Please copy out the records from the line containing "the pedestrian in" through the end of the records, both ends included, leaving the pictures out of your answer.

● A block of data
┌──

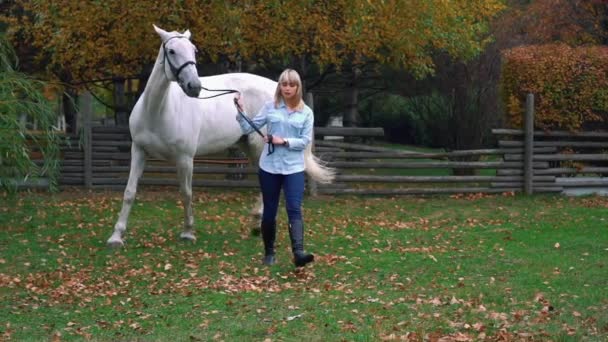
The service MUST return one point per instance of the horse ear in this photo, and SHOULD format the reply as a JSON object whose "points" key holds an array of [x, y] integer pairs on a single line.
{"points": [[164, 35]]}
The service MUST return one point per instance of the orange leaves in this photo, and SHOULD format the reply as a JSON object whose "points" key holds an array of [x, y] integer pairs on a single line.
{"points": [[90, 40], [569, 83]]}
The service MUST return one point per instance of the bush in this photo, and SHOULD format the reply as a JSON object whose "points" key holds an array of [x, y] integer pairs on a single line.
{"points": [[570, 85], [421, 120], [20, 95]]}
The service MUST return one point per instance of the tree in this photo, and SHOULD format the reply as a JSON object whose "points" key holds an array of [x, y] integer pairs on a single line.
{"points": [[21, 95]]}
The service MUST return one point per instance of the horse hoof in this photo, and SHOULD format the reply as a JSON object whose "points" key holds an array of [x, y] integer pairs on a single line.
{"points": [[187, 236], [113, 243]]}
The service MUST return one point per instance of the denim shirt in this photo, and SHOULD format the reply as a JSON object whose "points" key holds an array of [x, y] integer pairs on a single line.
{"points": [[295, 127]]}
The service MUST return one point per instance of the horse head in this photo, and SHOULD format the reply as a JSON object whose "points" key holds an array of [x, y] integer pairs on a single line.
{"points": [[179, 58]]}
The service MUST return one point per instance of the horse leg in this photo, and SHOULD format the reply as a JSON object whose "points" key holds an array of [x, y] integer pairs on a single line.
{"points": [[138, 161], [184, 173]]}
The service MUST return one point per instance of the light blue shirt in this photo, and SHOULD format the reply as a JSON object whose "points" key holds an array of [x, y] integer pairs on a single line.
{"points": [[295, 127]]}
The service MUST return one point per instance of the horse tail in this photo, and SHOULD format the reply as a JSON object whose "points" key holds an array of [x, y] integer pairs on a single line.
{"points": [[316, 168]]}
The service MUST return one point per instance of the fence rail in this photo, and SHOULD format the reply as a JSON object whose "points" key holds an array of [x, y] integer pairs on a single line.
{"points": [[523, 161]]}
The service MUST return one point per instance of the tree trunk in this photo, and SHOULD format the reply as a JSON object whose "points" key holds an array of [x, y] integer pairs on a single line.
{"points": [[351, 115], [121, 115], [69, 110]]}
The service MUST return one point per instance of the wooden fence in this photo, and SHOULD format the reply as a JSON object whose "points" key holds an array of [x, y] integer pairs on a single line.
{"points": [[524, 161]]}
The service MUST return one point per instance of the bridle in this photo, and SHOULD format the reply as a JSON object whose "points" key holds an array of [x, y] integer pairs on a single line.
{"points": [[175, 70]]}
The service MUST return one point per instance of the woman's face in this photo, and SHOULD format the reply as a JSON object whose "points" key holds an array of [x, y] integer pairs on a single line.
{"points": [[289, 90]]}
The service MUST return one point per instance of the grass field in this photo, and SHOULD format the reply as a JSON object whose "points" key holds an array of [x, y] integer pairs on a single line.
{"points": [[461, 268]]}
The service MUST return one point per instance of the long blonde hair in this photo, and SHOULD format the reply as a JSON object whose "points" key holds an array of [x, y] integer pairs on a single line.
{"points": [[290, 76]]}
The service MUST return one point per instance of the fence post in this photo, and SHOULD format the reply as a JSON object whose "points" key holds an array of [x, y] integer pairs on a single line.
{"points": [[529, 145], [312, 185], [87, 116]]}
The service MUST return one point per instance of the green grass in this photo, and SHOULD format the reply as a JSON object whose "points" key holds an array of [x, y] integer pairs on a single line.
{"points": [[478, 267]]}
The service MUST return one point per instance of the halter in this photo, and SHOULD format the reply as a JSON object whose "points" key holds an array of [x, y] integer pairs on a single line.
{"points": [[175, 70]]}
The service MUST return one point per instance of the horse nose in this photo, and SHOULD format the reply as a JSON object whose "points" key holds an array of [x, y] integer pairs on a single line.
{"points": [[195, 87]]}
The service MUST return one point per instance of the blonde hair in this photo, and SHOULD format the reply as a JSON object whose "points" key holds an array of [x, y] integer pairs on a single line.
{"points": [[291, 76]]}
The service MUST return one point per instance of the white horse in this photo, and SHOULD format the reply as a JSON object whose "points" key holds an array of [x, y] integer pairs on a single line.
{"points": [[169, 122]]}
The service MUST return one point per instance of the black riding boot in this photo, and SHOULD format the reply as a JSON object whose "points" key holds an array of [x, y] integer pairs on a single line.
{"points": [[296, 233], [269, 232]]}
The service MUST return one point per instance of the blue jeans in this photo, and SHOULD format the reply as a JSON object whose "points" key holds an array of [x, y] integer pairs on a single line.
{"points": [[293, 189]]}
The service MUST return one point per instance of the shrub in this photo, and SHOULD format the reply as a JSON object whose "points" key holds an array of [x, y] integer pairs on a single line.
{"points": [[570, 85]]}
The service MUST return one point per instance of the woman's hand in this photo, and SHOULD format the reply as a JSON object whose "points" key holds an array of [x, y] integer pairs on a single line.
{"points": [[239, 100], [276, 140]]}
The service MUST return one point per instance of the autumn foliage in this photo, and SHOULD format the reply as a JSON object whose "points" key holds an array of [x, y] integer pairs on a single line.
{"points": [[83, 41], [570, 85]]}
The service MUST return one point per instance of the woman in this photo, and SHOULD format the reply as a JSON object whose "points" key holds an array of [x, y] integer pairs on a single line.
{"points": [[289, 130]]}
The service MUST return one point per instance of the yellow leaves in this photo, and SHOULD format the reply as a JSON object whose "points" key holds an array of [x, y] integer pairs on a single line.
{"points": [[97, 39]]}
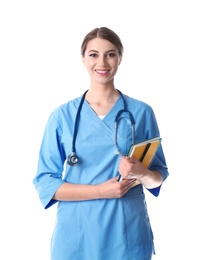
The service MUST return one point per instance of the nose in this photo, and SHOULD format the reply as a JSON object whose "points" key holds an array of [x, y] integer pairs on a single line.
{"points": [[102, 61]]}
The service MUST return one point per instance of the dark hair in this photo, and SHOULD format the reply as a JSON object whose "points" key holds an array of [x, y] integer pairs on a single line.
{"points": [[102, 33]]}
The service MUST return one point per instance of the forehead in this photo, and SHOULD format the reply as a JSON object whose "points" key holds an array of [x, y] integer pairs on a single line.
{"points": [[101, 45]]}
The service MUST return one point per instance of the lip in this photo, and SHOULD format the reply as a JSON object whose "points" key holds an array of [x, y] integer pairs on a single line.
{"points": [[102, 72]]}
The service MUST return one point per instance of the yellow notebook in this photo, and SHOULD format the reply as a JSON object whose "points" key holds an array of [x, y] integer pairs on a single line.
{"points": [[144, 152]]}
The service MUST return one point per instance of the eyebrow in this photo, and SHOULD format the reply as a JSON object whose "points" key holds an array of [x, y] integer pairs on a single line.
{"points": [[106, 51]]}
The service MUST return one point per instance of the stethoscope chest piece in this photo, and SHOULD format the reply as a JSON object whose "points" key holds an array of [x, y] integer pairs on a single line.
{"points": [[72, 159]]}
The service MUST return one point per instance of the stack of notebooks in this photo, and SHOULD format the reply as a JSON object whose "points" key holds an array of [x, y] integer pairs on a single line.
{"points": [[144, 152]]}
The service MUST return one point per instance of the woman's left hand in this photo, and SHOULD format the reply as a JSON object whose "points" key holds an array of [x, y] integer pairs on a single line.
{"points": [[131, 168]]}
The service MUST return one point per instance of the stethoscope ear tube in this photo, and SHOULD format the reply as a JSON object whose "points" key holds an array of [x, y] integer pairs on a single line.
{"points": [[72, 159]]}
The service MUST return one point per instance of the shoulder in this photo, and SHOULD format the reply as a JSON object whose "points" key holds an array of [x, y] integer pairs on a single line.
{"points": [[137, 104], [69, 106]]}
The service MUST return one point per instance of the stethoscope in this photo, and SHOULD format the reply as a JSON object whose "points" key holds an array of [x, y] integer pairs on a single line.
{"points": [[73, 159]]}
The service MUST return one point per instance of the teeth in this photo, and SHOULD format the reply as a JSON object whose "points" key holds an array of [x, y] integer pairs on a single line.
{"points": [[102, 71]]}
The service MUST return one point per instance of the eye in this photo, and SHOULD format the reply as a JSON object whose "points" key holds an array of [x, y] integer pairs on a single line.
{"points": [[94, 55], [111, 54]]}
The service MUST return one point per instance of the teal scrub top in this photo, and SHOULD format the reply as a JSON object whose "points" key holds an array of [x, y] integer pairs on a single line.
{"points": [[112, 229]]}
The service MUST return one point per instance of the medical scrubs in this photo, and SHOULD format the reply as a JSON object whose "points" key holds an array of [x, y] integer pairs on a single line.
{"points": [[101, 229]]}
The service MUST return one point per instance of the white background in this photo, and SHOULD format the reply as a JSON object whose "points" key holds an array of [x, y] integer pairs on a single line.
{"points": [[41, 68]]}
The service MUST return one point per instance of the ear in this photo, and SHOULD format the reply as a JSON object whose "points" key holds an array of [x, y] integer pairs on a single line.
{"points": [[120, 60]]}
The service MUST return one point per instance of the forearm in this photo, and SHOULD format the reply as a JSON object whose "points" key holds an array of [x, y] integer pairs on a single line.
{"points": [[75, 192]]}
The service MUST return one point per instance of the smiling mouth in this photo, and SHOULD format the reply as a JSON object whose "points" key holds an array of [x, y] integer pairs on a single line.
{"points": [[103, 72]]}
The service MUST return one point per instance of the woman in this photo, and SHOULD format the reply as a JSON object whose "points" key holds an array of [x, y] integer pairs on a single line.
{"points": [[98, 217]]}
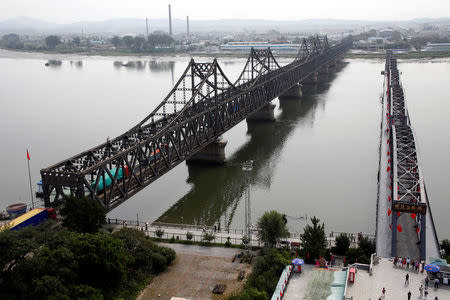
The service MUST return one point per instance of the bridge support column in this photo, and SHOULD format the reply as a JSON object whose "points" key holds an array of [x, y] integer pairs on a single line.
{"points": [[264, 114], [323, 73], [293, 92], [213, 153], [309, 84]]}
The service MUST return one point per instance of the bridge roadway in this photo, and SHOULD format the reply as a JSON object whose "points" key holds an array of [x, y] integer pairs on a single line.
{"points": [[405, 226], [202, 106]]}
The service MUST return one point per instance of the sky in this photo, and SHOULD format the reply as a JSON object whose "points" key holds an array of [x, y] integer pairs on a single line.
{"points": [[69, 11]]}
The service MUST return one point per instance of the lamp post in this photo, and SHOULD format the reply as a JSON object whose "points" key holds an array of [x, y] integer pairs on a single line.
{"points": [[247, 167]]}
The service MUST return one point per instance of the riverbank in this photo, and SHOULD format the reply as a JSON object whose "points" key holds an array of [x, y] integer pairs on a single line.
{"points": [[118, 53]]}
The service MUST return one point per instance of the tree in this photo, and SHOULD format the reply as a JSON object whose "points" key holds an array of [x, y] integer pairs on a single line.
{"points": [[272, 228], [76, 41], [12, 41], [82, 214], [313, 239], [128, 40], [52, 41], [342, 244]]}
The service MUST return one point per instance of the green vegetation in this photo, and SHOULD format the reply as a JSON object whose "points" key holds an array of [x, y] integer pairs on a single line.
{"points": [[77, 261], [272, 227], [313, 240], [46, 262], [263, 280]]}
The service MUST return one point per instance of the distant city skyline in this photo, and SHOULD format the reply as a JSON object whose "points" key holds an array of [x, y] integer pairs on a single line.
{"points": [[84, 10]]}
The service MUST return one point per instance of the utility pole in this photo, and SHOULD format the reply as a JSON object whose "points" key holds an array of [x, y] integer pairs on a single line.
{"points": [[247, 167], [170, 21]]}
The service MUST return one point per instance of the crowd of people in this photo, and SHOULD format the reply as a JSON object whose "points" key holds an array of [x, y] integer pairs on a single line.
{"points": [[409, 264]]}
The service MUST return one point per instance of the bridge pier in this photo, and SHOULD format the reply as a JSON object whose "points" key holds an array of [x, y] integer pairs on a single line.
{"points": [[264, 114], [293, 92], [309, 84], [213, 153]]}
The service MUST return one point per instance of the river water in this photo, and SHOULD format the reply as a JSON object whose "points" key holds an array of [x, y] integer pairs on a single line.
{"points": [[320, 157]]}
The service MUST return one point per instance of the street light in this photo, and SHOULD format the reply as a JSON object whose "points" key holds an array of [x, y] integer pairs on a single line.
{"points": [[247, 167]]}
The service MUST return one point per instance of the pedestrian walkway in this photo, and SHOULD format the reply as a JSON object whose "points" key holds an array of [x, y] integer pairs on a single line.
{"points": [[393, 280]]}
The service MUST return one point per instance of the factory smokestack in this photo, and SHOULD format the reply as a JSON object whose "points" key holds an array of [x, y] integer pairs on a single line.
{"points": [[187, 26], [170, 21]]}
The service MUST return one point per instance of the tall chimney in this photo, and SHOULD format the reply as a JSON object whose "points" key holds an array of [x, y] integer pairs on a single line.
{"points": [[170, 21], [187, 26]]}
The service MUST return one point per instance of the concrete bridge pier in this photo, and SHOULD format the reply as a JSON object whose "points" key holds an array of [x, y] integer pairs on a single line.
{"points": [[293, 92], [309, 84], [323, 73], [213, 153], [264, 114]]}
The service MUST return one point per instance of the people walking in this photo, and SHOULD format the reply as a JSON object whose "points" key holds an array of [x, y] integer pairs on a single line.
{"points": [[436, 283]]}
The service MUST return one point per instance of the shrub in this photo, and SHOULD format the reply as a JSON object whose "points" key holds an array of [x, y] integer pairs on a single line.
{"points": [[159, 233]]}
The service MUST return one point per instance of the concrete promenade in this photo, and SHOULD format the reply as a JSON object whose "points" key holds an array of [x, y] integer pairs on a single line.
{"points": [[385, 275]]}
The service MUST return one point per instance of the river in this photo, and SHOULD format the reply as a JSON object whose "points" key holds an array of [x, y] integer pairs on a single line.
{"points": [[320, 157]]}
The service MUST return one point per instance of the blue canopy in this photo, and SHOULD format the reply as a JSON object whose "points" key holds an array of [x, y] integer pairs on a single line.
{"points": [[297, 262], [432, 268]]}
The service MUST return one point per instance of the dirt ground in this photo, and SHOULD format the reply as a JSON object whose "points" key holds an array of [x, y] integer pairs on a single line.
{"points": [[193, 276]]}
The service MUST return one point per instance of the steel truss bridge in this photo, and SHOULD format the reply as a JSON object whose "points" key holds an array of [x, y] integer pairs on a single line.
{"points": [[202, 106], [407, 183]]}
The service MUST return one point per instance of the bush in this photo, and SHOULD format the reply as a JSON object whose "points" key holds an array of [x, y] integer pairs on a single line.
{"points": [[159, 233], [208, 237]]}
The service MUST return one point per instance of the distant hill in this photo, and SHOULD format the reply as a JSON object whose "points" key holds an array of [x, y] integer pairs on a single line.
{"points": [[27, 25]]}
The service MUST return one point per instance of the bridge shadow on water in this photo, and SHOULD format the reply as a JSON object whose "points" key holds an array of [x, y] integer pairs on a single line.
{"points": [[217, 190]]}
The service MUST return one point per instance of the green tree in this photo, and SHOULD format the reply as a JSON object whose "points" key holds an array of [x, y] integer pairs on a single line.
{"points": [[342, 244], [272, 228], [128, 40], [116, 41], [52, 41], [313, 239], [82, 214], [12, 41]]}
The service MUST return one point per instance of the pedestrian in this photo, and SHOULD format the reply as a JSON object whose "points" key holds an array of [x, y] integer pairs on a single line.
{"points": [[436, 283]]}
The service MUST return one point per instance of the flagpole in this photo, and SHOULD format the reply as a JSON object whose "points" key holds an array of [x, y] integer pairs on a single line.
{"points": [[29, 176]]}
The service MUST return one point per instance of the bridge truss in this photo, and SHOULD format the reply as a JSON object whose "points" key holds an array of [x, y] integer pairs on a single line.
{"points": [[202, 106]]}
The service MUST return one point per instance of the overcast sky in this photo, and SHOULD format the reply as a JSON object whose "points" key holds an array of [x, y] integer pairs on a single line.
{"points": [[68, 11]]}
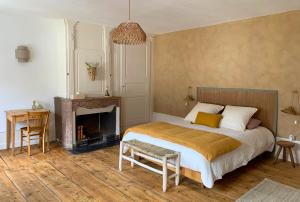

└──

● Response for this exercise
The service MUST return one point per instance of the pedestrian in this photo, and SHOULD format the reply as a JSON object whose "points" key holds an array of [x, y] integer pairs on a single line.
{"points": [[436, 283]]}
The service MUST return one point per instance of the flagpole in this photo, and SHOULD format the reply as a JSON object whose "points" key holds an array of [x, y] integer pairs on a single line.
{"points": [[29, 176]]}
The service MUST return one point per instance of the bridge truss in this photo, and SHOULD format the reply as a JSON object whose "points" key holds an array of [x, y] integer pairs on a single line.
{"points": [[202, 106]]}
The service MUST return one point per instance of the overcast sky in this photo, and SHOULD format the reply as a JSON object whose "points" key holds an array of [x, y] integer pairs on a single line.
{"points": [[68, 11]]}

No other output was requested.